**Work to complete**.
Please reproduce all the records exactly while leaving out their pictures.

**Records provided**.

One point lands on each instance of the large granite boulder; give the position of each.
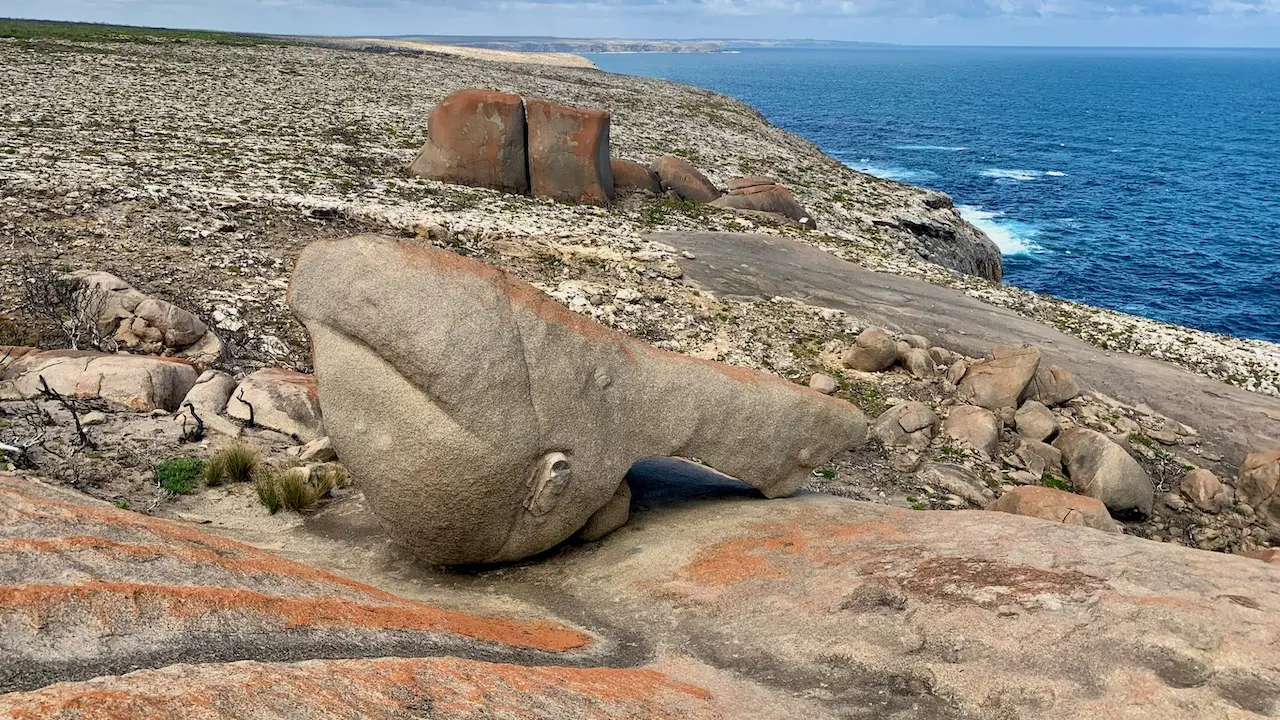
(681, 177)
(476, 137)
(634, 177)
(1102, 469)
(766, 199)
(1055, 506)
(568, 153)
(485, 422)
(137, 382)
(279, 400)
(1260, 484)
(1000, 381)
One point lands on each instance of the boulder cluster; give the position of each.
(502, 141)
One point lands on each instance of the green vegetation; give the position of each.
(1052, 482)
(237, 463)
(95, 32)
(181, 475)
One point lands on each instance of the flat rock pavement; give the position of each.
(1232, 420)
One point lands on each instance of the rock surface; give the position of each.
(630, 177)
(279, 400)
(476, 137)
(496, 425)
(767, 199)
(1001, 381)
(1102, 469)
(1260, 482)
(568, 153)
(1056, 506)
(137, 382)
(872, 352)
(682, 178)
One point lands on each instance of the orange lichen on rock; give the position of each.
(438, 687)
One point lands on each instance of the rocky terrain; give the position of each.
(196, 173)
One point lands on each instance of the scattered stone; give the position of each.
(1036, 422)
(824, 384)
(471, 429)
(137, 382)
(279, 400)
(568, 153)
(634, 177)
(976, 427)
(1205, 490)
(955, 479)
(1052, 386)
(872, 352)
(1057, 506)
(909, 425)
(1260, 477)
(1001, 381)
(1100, 468)
(919, 364)
(680, 177)
(476, 137)
(320, 450)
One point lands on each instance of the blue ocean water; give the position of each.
(1146, 181)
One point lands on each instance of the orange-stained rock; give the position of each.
(282, 400)
(766, 199)
(476, 137)
(568, 153)
(1056, 506)
(440, 688)
(682, 178)
(138, 382)
(104, 591)
(631, 177)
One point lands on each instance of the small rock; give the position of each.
(1057, 506)
(872, 352)
(824, 384)
(1205, 490)
(1036, 422)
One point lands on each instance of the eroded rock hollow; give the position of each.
(488, 423)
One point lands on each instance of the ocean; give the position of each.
(1144, 181)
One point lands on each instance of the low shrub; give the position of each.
(181, 475)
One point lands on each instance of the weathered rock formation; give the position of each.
(488, 423)
(568, 153)
(476, 137)
(631, 177)
(137, 382)
(681, 177)
(764, 196)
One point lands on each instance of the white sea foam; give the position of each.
(1010, 236)
(1020, 176)
(931, 147)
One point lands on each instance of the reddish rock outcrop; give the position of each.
(752, 194)
(682, 178)
(476, 137)
(568, 153)
(137, 382)
(631, 177)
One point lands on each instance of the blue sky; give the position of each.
(920, 22)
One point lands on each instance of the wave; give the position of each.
(933, 147)
(1010, 236)
(1020, 176)
(892, 172)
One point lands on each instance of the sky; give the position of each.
(1249, 23)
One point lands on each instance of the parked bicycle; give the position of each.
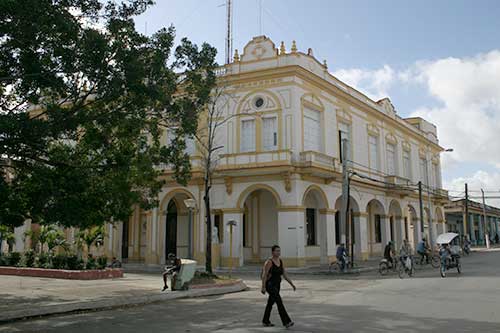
(407, 266)
(385, 266)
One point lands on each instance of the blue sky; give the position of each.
(436, 59)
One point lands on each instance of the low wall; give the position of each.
(109, 273)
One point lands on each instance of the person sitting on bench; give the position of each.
(172, 270)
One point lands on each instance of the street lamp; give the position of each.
(431, 231)
(231, 224)
(191, 205)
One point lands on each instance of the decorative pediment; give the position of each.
(372, 129)
(387, 107)
(406, 145)
(311, 101)
(259, 48)
(344, 116)
(391, 138)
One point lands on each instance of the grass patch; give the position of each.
(206, 278)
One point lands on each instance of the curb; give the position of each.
(118, 302)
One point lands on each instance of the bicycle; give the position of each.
(431, 258)
(385, 265)
(407, 267)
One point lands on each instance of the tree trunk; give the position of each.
(208, 258)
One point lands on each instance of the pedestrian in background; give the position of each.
(271, 283)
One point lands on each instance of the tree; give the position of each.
(84, 99)
(87, 238)
(213, 119)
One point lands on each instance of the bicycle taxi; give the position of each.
(449, 252)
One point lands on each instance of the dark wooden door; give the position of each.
(125, 240)
(171, 230)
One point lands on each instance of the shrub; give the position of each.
(29, 258)
(14, 258)
(73, 263)
(91, 263)
(44, 261)
(59, 261)
(102, 261)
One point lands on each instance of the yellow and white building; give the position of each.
(280, 174)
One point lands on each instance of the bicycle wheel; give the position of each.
(383, 268)
(435, 261)
(401, 271)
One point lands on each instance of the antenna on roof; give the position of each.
(229, 36)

**Result**.
One point lands on each instance of the large granite boulder; give the position of each.
(681, 177)
(476, 137)
(634, 177)
(1102, 469)
(766, 199)
(1055, 506)
(568, 153)
(485, 422)
(137, 382)
(279, 400)
(1260, 484)
(1000, 381)
One point lands on each instance of the boulder cluster; give the position of each.
(502, 141)
One point lands on each instance of the green vegetation; give the position of each.
(1052, 482)
(237, 463)
(95, 32)
(181, 475)
One point lands on each instance of the flat rock pavement; give the position of each.
(1232, 420)
One point lands on each instance of the rock surface; give the position of each.
(630, 177)
(279, 400)
(476, 137)
(496, 425)
(767, 199)
(1001, 381)
(1102, 469)
(1260, 482)
(568, 153)
(1056, 506)
(137, 382)
(872, 352)
(682, 178)
One point lands on each instance of the orange lichen on rock; give the position of each.
(438, 687)
One point lands on each instance of the rocky terrain; give the position of each.
(196, 173)
One point lands on each instance of the scattered stone; give the position of each.
(1036, 422)
(824, 384)
(471, 429)
(137, 382)
(279, 400)
(568, 153)
(634, 177)
(976, 427)
(1205, 490)
(955, 479)
(1052, 386)
(872, 352)
(1057, 506)
(909, 425)
(1260, 477)
(1001, 381)
(1100, 468)
(919, 364)
(680, 177)
(476, 137)
(320, 450)
One point lands on each instance of the blue ocean water; give the position of each.
(1146, 181)
One point lands on each instance of the orange-stained rock; give the position of each.
(282, 400)
(766, 199)
(476, 137)
(568, 153)
(1056, 506)
(440, 688)
(682, 178)
(138, 382)
(104, 591)
(631, 177)
One point lands on each instance of the small rock; give the position of each.
(1057, 506)
(872, 352)
(824, 384)
(1205, 490)
(1036, 422)
One point lands on each instance of the eroded rock hollow; give the position of each.
(488, 423)
One point lands on each instance of the ocean; give the position of each.
(1144, 181)
One point lands on each instance of the low shrub; give the position of each.
(181, 475)
One point lands on each instance of the weathered rock formation; give the position of each.
(488, 423)
(568, 153)
(476, 137)
(631, 177)
(137, 382)
(681, 177)
(764, 196)
One point lands on each instance of the white sea foam; give the position of each.
(1010, 236)
(1020, 176)
(931, 147)
One point lands on each instance of the reddish rock outcrop; give the position of each.
(752, 194)
(682, 178)
(476, 137)
(568, 153)
(137, 382)
(631, 177)
One point lands on each instance of the blue sky; give the position of each.
(920, 22)
One point lands on each instance of the wave; give the position of each.
(933, 147)
(1010, 236)
(1020, 176)
(892, 172)
One point lands on each instance of the sky; give the position of each.
(1249, 23)
One point lands on each instance of the parked bicycle; give the position of each.
(407, 266)
(385, 266)
One point lands on each instance of the blue sky; give the position of each.
(436, 59)
One point lands on each instance of the low wall; give the position of each.
(109, 273)
One point lands on each instance of the person sitting on bench; give the position of each.
(172, 270)
One point lands on each instance of the street lamp; give the position of each.
(431, 231)
(231, 224)
(191, 205)
One point lands on each instance of the decorative pediment; give the position of each.
(372, 129)
(387, 107)
(406, 145)
(311, 101)
(259, 48)
(344, 116)
(391, 138)
One point lands on each instance of the grass patch; give the position of each.
(206, 278)
One point lands on each instance of the curb; give the position of each.
(118, 302)
One point lands on each instance of the bicycle; give the position of each.
(431, 258)
(385, 265)
(407, 267)
One point lands on each instance of the tree trunk; give the position of each.
(208, 258)
One point lands on each instance of the pedestrian in background; give the position of each.
(271, 283)
One point lands on each instance of the tree; give the position of each.
(84, 99)
(87, 238)
(213, 119)
One point lands on each instance of the bicycle taxi; give the position of each.
(449, 252)
One point lands on each instance of the dark wooden door; give the position of each.
(125, 240)
(171, 230)
One point lands on each instance of the shrub; give the position of each.
(29, 258)
(14, 258)
(73, 263)
(91, 263)
(44, 261)
(59, 261)
(102, 261)
One point lands on each instance of the yellow and white building; give the position of each.
(280, 174)
One point lands on each instance of the bicycle wheel; give the position of each.
(383, 268)
(435, 261)
(401, 271)
One point lands on each instance of the antenna on roof; give the position of each.
(229, 36)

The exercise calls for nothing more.